▸ **Selected extract**:
↓

ROV-ing through Orphan Knoll

Though the Remotely Operated Vehicle (ROV) that sits on the deck of the Discovery weighs in at four tonnes, when ambling along the sea floor its neutral buoyancy means it’s as light as a feather. This is necessary given the stealth and precision that the ROV requires to sample the bizarre lifeforms that inhabit Orphan Knoll- a bathymetric high within the Labrador Sea, and a suspected area of high biological variability. Equipped with mechanical claws, slurp-tubes, buckets, bottles and corers to harvest specimens from depths of 3,500 metres in these parts, the ROV was sent on its maiden voyage of ICY-LAB on Saturday.

When you’re in midst of a vast ocean, the unbreakable continuity of the undulating steely-blue waters at the surface can trick you into thinking it’s a barren abyss that’s void of life. However, within the first 200 metres of the descent, while the ROV was still warming up its ‘arms’, the computer monitors back onboard lit up with chaotic clouds of phytoplankton darting in all directions. Dazed fish and rays meandered before the robot’s cameras, and the sky-blue colour of the water developed into a rich, full indigo as the kit sank lower and lower. The main laboratory was rapidly converted to a makeshift cinema as onlookers gathered to take in the spectacle.

↑

▸ **Activity 1**: Condense the paragraph of the Orphan Knoll text that begins "Though the Remotely Operated Vehicle" into a shorter version that keeps its main facts.
▸ **Activity 2**: Reproduce the part of the Orphan Knoll text between "ROV-ing through Orphan Knoll" and "ICY-LAB on Saturday.", inclusive.

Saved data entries
↓

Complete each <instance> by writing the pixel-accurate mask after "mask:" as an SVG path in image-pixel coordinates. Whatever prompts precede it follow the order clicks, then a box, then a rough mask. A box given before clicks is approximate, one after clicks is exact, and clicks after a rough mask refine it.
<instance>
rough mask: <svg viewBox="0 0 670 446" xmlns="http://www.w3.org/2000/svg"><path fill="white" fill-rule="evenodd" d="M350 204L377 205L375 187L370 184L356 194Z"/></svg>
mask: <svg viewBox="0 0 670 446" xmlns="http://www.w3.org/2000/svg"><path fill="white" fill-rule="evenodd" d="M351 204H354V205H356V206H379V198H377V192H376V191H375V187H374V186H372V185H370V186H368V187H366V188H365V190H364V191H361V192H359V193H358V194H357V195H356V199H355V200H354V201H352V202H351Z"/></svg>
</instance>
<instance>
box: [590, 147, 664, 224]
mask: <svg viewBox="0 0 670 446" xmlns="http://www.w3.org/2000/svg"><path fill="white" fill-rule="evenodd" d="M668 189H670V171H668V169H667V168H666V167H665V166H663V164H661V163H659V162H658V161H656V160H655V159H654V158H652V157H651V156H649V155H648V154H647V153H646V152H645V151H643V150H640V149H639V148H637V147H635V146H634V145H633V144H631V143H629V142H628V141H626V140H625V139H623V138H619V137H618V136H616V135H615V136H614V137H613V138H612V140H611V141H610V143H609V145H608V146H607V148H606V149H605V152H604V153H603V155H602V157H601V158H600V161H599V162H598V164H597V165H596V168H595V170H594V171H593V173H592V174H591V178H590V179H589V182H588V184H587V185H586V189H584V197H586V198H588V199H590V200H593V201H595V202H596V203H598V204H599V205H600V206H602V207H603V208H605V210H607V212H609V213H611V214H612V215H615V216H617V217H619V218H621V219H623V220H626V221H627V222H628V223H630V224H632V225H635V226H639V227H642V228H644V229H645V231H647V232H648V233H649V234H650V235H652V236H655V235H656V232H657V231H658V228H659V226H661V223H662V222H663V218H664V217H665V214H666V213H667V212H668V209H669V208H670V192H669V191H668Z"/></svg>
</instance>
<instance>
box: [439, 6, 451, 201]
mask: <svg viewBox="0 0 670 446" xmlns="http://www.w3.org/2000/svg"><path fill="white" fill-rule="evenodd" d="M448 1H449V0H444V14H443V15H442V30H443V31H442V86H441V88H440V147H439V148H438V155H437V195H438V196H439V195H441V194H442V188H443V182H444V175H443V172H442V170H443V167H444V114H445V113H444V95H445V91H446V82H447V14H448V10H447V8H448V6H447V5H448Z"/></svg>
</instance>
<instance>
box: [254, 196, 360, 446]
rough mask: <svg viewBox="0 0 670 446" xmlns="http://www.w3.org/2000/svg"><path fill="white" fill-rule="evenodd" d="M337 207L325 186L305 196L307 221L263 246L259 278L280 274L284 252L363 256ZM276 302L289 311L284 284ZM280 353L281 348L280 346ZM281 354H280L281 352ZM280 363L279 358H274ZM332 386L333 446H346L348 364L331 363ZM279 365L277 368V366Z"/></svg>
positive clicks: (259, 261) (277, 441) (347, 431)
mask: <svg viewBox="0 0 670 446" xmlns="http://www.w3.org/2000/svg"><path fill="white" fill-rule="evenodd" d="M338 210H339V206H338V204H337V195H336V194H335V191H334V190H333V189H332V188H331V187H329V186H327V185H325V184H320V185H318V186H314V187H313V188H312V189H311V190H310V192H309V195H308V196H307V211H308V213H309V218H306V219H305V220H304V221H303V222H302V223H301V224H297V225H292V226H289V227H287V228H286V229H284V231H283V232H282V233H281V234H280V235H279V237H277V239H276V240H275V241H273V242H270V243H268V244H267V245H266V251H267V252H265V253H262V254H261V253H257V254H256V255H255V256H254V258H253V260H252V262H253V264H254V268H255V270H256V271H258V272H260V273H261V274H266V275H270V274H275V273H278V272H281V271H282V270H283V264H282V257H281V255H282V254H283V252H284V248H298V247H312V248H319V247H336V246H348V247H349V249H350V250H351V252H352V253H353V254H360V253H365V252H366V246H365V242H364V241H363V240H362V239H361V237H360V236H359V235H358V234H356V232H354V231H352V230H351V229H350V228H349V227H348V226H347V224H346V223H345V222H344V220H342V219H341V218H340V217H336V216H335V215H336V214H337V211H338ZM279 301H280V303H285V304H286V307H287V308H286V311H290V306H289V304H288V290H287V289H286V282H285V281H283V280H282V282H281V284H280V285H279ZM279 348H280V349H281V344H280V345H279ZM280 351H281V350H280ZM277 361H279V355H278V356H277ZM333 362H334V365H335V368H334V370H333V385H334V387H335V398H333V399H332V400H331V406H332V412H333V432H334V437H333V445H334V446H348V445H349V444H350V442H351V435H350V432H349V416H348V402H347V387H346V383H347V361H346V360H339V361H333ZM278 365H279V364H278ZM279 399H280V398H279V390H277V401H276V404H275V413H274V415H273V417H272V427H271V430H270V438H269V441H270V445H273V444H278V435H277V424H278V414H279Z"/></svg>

↑

▸ **Your solution 1**: The four-tonne ROV on the Discovery's deck is neutrally buoyant, so it moves as lightly as a feather along the sea floor. That lightness gives it the stealth and precision it needs to sample the strange lifeforms of Orphan Knoll, a bathymetric high in the Labrador Sea thought to have high biological variability. Fitted with mechanical claws, slurp-tubes, buckets, bottles and corers to collect specimens from depths of 3,500 metres, it made its first ICY-LAB dive on Saturday.

▸ **Your solution 2**:
ROV-ing through Orphan Knoll

Though the Remotely Operated Vehicle (ROV) that sits on the deck of the Discovery weighs in at four tonnes, when ambling along the sea floor its neutral buoyancy means it’s as light as a feather. This is necessary given the stealth and precision that the ROV requires to sample the bizarre lifeforms that inhabit Orphan Knoll- a bathymetric high within the Labrador Sea, and a suspected area of high biological variability. Equipped with mechanical claws, slurp-tubes, buckets, bottles and corers to harvest specimens from depths of 3,500 metres in these parts, the ROV was sent on its maiden voyage of ICY-LAB on Saturday.